*Exercise requirements:*
Examine the entries and show every line in which the word "door" is found.

Stored entries:
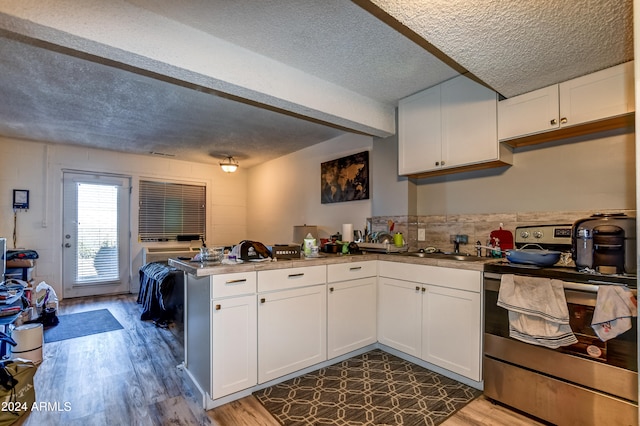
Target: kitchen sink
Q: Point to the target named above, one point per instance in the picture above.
(440, 255)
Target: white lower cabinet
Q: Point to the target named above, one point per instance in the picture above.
(221, 332)
(451, 325)
(292, 330)
(245, 329)
(436, 318)
(399, 313)
(234, 349)
(351, 315)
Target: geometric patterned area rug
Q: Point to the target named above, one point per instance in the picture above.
(81, 324)
(375, 388)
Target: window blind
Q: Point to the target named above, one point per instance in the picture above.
(170, 209)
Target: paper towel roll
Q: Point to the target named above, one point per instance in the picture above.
(347, 232)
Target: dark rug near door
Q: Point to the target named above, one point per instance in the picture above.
(81, 324)
(375, 388)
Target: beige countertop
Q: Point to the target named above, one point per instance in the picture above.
(207, 268)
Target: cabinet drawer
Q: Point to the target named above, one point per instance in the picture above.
(226, 285)
(402, 271)
(461, 279)
(351, 271)
(281, 279)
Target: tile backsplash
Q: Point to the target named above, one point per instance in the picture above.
(439, 228)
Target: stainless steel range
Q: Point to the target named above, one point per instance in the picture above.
(590, 382)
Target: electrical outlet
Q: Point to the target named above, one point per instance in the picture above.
(462, 239)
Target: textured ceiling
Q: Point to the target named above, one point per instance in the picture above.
(149, 75)
(518, 46)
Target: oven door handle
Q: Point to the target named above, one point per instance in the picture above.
(591, 286)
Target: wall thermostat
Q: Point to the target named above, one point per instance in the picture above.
(21, 199)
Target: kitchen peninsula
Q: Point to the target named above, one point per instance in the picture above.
(251, 325)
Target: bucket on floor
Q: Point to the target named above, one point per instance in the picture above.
(29, 339)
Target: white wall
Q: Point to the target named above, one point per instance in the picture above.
(285, 192)
(575, 174)
(393, 195)
(38, 167)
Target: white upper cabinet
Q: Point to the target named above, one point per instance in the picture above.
(530, 113)
(469, 123)
(603, 94)
(591, 98)
(447, 128)
(419, 130)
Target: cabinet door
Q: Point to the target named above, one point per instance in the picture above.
(292, 332)
(399, 312)
(527, 114)
(419, 140)
(469, 123)
(351, 316)
(451, 324)
(233, 344)
(603, 94)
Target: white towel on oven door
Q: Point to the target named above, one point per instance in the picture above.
(614, 308)
(538, 312)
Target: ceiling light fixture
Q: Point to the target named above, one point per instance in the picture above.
(229, 165)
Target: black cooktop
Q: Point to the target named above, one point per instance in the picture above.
(564, 273)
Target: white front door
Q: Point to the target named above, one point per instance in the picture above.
(95, 238)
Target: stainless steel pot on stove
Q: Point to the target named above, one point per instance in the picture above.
(606, 243)
(533, 256)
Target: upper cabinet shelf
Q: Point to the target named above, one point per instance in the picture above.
(449, 128)
(596, 102)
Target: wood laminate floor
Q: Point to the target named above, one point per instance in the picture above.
(130, 377)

*Finished exercise:*
Target: dark rug near door
Target: oven door handle
Target: cabinet door
Target: white towel on oven door
Target: white front door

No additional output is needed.